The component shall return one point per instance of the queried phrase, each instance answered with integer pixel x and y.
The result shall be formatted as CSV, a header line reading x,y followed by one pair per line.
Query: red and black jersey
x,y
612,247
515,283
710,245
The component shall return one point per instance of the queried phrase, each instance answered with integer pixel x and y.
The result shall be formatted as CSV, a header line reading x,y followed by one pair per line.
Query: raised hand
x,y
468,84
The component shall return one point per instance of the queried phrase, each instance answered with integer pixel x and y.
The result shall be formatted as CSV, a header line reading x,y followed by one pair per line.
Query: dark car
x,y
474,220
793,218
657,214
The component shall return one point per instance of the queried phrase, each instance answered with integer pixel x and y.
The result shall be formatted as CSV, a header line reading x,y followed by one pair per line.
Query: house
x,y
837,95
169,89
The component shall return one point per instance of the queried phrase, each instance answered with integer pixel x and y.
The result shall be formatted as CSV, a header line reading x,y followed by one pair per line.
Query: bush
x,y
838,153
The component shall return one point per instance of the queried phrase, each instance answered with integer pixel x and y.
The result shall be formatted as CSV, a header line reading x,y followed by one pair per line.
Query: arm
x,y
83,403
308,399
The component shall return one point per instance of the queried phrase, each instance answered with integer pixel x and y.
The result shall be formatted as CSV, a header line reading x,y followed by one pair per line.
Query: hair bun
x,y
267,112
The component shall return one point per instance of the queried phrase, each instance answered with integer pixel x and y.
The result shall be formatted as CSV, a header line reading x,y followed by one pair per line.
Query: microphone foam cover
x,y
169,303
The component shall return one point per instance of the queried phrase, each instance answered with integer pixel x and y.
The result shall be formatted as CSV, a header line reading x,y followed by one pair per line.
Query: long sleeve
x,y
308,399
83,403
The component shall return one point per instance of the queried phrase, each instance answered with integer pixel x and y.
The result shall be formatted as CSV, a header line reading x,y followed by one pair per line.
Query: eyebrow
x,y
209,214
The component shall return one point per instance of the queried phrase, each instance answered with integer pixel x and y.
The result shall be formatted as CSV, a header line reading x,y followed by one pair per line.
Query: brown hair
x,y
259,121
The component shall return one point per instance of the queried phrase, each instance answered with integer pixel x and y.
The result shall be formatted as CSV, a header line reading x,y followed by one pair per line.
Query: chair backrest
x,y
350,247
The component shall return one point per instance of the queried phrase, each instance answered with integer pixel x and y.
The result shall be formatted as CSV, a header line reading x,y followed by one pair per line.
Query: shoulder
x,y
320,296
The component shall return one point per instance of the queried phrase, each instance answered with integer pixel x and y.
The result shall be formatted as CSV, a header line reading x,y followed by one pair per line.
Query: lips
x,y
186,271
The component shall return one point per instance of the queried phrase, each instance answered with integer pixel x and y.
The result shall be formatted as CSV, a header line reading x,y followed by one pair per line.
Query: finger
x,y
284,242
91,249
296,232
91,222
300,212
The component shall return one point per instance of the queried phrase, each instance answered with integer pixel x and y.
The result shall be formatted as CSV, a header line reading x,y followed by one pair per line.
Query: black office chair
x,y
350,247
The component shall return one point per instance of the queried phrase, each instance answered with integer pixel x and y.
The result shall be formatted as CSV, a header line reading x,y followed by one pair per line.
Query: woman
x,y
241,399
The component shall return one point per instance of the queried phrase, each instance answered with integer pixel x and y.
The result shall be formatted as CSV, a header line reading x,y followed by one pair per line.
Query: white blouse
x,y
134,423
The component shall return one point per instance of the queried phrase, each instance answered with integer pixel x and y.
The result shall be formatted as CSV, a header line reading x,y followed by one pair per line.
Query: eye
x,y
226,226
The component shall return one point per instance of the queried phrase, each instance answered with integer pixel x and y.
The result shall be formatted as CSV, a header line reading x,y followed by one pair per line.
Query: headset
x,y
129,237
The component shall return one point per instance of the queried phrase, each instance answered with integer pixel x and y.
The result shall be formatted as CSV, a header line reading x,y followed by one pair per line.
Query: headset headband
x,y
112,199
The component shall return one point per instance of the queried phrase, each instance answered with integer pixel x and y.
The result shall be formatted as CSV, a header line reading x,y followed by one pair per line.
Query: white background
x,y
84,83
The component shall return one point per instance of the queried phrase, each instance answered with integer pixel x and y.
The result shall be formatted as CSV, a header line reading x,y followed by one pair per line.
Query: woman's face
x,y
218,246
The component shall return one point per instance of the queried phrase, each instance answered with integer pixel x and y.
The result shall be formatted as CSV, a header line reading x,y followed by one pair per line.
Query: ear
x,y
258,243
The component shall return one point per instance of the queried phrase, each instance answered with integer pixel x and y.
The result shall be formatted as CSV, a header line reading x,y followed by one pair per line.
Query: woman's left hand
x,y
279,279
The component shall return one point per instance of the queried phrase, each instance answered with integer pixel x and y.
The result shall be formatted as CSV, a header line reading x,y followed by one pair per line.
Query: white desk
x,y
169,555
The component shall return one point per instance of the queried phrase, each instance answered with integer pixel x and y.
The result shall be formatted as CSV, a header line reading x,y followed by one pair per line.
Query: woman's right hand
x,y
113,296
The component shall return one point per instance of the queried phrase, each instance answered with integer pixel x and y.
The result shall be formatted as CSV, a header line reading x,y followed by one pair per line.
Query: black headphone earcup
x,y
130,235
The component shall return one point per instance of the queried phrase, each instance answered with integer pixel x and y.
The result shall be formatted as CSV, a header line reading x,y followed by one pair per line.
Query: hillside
* * * * *
What needs to be done
Write out the whole listing again, exactly as it stands.

Solution to this task
The component shall return one point per instance of the queried phrase, each instance answered with integer pixel x and y.
The result shall be formatted as CSV, a header line reading x,y followed by one pair per line.
Query: red and black jersey
x,y
612,247
515,283
710,245
The component shall return one point per instance of the queried phrase, each instance answered with integer pixel x and y.
The result shall be formatted as CSV, a header line reading x,y followed by one pair per line.
Query: raised hand
x,y
468,84
The component shall return one point per instance of the queried phrase, each instance answered with integer pixel x and y.
The result shall be formatted as CSV, a header line reading x,y followed by one pair per line.
Query: dark car
x,y
474,220
793,218
657,214
The component shall return one point per instance of the queried phrase, each instance answered with integer pixel x and y.
The result shall be formatted as CSV, a header line reading x,y followed by one pair per line.
Query: house
x,y
837,95
169,89
The component shall return one point per instance of the queried phrase, each instance answered with integer pixel x and y.
The result shall be formatted as CSV, a header line reading x,y followed by one pair per line.
Query: bush
x,y
838,153
The component shall return one point per instance of the queried phrase, each instance answered with integer pixel x and y.
The result shall be formatted as CSV, a header line reading x,y followed by one pair per line.
Query: arm
x,y
83,403
308,399
The component shall return one point per instance of the queried phrase, each instance answered with integer pixel x and y.
The result shall be formatted as CSV, a header line reading x,y followed by one pair per line.
Query: hair bun
x,y
267,112
The component shall return one point per instance of the queried phrase, each instance answered with integer pixel x and y.
The result shall be formatted as CSV, a header line reading x,y followed by one pair per line.
Query: microphone foam cover
x,y
169,303
The component shall return one point per instance of the queried phrase, each instance answered with integer pixel x and y.
The result shall be formatted as CSV, a header line reading x,y followed by one pair per line.
Query: long sleeve
x,y
308,399
83,403
The component shall return one point per instance of the queried phrase, each instance answered with integer pixel x and y.
The result shall be formatted as CSV, a header line reading x,y followed by one pair per line.
Query: eyebrow
x,y
209,214
The component shall return one point per instance of the queried phrase, each instance answered with integer pixel x and y.
The result shall be formatted as CSV, a header line reading x,y followed by one pair per line.
Query: brown hair
x,y
259,121
The component shall return one point per instance of the queried phrase, each instance answered with integer pixel x and y.
The result shall be formatted as CSV, a header line reading x,y followed by one pair per line.
Query: chair backrest
x,y
350,247
The component shall return one point per instance of the queried phrase, each instance answered with integer pixel x and y.
The result shall be formatted as CSV, a header line reading x,y followed by one pair per line.
Query: shoulder
x,y
320,296
The component shall return one point per instance of the queried phrase, each instance answered with integer pixel x and y.
The result shall be formatted as CSV, a header line reading x,y followed by one pair per line.
Query: lips
x,y
186,271
The component shall return one point per instance of the queried phrase, each instance answered with integer pixel x and y.
The result shall be formatted as CSV, a header line reading x,y followed by one pair per line.
Query: finger
x,y
284,242
91,249
296,232
91,222
300,212
The component shall return one point per instance of the queried phrase, each instance answered with integer pixel x and y.
The result shall be formatted as CSV, a header line reading x,y followed by one pair per line.
Query: black office chair
x,y
350,247
The component shall return one point per instance of the queried phrase, each instance answered with integer pixel x and y.
The result shall be formatted as CSV, a header line reading x,y followed by one pair per line.
Query: woman
x,y
241,399
The component shall return one point per instance of the queried phrase, each instance answered with integer pixel x and y.
The result shall be formatted as CSV, a header line reading x,y followed by one pair per line.
Query: white blouse
x,y
134,423
The component shall return one point per instance of the queried phrase, each instance answered with integer pixel x and y.
The result shall be formatted as CSV, a header line reading x,y followed by one pair per line.
Query: eye
x,y
226,226
The component shall return one point per instance of the queried phrase, each instance answered with integer pixel x and y.
The result shall be formatted as CSV, a header line reading x,y followed by one pair per line.
Query: headset
x,y
129,237
The component shall return one point per instance of the queried phrase, each instance answered with integer pixel x and y.
The result shall be formatted as CSV, a header line reading x,y followed by one pair per line.
Query: headset headband
x,y
112,199
The component shall return one point per instance of the queried phrase, each instance answered with integer pixel x and y.
The result shall be formatted as CSV, a header line reading x,y followed by one pair per line.
Query: white background
x,y
84,83
The component shall return one point per instance of the queried phrase, each instance answered with integer pixel x and y.
The result shall be formatted as CSV, a header line reading x,y followed by one pair per line.
Query: woman's face
x,y
218,246
The component shall return one point per instance of the queried phrase, each instance answered with integer pixel x and y.
The result shall be formatted as CSV, a header line reading x,y followed by one pair per line.
Query: ear
x,y
258,243
The component shall return one point per instance of the queried phrase, each instance answered with integer pixel x and y.
The result shall be formatted as CSV, a header line reading x,y followed by one pair per line.
Query: woman's left hand
x,y
279,279
The component shall return one point per instance of the queried phrase, each instance answered with integer pixel x and y.
The result shall be formatted as CSV, a header line reading x,y followed by one pair per line.
Query: white desk
x,y
169,555
The component shall return one point per instance of the queried phrase, each instance answered with integer pixel x and y.
The result shall be formatted as CSV, a header line reading x,y followed by one pair per line.
Query: woman's right hand
x,y
113,296
The component shall return one point per instance of the queried phrase, each instance answered with integer pixel x and y.
The result shall be formatted as CSV, a header line reading x,y followed by one pair per line.
Query: black headphone earcup
x,y
130,235
The component shall return one point per instance of the queried phrase, each instance answered with integer pixel x and y.
The result shall be formatted as CSV, a header line reading x,y followed by one pair per line.
Query: hillside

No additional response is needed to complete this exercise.